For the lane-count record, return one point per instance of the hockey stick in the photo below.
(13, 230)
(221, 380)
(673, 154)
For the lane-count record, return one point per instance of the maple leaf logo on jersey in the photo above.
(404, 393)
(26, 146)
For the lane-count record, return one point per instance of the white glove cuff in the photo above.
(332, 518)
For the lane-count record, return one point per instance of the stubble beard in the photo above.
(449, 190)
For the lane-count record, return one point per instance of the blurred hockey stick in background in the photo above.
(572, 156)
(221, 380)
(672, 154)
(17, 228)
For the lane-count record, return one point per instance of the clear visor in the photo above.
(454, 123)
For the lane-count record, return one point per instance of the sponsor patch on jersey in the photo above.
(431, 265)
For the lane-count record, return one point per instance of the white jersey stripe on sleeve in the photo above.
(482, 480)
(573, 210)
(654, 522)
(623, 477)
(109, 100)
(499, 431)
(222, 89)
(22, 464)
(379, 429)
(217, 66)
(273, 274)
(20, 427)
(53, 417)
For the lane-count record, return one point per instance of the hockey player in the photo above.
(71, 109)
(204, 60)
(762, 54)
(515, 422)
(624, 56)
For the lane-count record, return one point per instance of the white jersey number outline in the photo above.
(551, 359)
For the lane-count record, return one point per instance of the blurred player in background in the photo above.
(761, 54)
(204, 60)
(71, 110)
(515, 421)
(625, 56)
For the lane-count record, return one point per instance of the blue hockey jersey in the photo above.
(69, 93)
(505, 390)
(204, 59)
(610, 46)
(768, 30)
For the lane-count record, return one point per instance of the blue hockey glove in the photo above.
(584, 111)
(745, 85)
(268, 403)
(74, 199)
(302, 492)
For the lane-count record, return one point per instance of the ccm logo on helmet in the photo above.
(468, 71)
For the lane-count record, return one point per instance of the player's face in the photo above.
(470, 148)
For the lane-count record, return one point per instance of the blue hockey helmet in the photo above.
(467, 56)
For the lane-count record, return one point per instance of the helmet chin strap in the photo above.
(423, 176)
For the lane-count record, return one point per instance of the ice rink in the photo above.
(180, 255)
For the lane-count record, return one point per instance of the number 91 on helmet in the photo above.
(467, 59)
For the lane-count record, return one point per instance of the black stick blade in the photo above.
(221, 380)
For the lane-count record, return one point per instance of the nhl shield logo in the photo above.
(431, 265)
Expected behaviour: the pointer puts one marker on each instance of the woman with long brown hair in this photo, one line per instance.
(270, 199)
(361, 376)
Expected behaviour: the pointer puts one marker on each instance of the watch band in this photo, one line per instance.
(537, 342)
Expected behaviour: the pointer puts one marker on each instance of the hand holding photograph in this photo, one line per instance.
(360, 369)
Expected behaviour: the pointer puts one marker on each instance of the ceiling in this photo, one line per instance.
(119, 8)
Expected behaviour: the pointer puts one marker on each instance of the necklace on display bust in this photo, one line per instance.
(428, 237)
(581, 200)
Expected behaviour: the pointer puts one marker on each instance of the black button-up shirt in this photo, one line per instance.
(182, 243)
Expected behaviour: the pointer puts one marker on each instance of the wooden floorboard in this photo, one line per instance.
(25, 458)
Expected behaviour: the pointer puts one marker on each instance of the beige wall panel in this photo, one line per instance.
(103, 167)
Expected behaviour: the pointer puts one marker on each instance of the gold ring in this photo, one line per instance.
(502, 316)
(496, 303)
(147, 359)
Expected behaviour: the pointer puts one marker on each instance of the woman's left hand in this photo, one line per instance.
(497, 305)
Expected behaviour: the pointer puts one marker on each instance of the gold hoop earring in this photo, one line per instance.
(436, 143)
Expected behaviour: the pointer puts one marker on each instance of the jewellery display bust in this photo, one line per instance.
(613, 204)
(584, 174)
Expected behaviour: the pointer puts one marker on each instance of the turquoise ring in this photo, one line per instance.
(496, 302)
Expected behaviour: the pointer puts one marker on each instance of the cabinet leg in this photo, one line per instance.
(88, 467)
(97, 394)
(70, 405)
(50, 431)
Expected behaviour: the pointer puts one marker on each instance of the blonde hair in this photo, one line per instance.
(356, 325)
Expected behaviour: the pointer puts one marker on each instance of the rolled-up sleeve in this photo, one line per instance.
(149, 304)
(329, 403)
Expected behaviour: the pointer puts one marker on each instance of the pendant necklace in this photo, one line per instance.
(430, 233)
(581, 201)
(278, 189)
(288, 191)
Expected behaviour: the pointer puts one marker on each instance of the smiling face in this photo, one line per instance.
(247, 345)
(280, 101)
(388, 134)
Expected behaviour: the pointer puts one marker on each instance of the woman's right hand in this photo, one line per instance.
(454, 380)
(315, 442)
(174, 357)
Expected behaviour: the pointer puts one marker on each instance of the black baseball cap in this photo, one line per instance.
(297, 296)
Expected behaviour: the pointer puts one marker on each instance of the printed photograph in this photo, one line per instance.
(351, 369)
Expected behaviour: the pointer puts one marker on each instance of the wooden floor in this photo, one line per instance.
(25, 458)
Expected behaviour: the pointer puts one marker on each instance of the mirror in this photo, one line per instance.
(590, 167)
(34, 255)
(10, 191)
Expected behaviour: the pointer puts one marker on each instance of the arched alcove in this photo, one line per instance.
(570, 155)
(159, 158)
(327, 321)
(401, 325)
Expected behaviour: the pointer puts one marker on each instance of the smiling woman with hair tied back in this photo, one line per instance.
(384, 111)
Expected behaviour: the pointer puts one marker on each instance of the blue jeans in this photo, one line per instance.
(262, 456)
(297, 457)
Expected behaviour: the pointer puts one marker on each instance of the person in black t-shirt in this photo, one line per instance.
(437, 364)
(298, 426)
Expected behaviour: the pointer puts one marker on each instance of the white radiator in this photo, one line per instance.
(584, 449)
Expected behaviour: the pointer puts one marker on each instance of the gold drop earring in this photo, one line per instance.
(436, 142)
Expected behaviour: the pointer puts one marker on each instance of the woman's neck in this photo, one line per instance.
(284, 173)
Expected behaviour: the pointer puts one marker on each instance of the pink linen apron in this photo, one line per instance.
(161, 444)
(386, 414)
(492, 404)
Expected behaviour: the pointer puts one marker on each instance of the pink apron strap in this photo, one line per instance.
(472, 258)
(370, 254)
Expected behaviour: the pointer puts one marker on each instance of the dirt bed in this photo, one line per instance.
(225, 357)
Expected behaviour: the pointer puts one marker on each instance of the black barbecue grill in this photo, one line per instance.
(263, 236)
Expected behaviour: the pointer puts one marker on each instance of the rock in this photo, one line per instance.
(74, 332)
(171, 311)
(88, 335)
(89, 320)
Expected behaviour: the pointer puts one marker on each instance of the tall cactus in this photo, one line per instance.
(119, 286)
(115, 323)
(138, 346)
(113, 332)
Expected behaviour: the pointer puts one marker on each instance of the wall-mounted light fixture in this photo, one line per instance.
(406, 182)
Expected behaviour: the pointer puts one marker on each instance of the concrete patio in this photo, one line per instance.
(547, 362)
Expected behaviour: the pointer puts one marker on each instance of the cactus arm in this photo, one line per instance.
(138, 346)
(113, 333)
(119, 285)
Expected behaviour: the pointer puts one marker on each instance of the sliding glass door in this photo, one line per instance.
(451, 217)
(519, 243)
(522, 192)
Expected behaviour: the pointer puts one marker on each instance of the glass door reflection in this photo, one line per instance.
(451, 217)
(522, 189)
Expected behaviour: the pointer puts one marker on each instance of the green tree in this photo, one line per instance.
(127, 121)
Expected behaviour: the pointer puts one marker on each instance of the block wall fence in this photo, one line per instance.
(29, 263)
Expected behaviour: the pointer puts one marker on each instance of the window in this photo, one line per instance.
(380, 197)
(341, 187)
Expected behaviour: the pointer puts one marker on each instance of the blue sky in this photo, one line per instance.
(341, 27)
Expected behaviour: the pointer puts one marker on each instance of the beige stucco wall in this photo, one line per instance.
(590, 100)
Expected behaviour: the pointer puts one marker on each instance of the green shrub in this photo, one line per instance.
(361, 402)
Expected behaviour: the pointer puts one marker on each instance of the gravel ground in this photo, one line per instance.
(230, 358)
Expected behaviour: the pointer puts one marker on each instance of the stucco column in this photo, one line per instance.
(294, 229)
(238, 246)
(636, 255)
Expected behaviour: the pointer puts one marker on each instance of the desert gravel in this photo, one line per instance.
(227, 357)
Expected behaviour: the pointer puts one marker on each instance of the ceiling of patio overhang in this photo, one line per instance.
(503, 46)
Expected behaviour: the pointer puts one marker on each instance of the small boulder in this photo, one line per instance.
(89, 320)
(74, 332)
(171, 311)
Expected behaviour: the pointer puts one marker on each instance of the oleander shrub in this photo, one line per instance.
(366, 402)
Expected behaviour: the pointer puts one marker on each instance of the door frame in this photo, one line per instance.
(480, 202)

● ● ● ●

(What the task asks):
Would you please repeat, exactly as written, the lines from the one containing "of the oleander" through the end of the listing above, including both, and only those?

(Result of this exercise):
Expected behaviour: the pointer puts one marker on each instance of the oleander shrub in this photo, one line per instance.
(366, 402)
Expected behaviour: the pointer puts one marker on each instance of the door frame in this photo, one line per instance.
(480, 202)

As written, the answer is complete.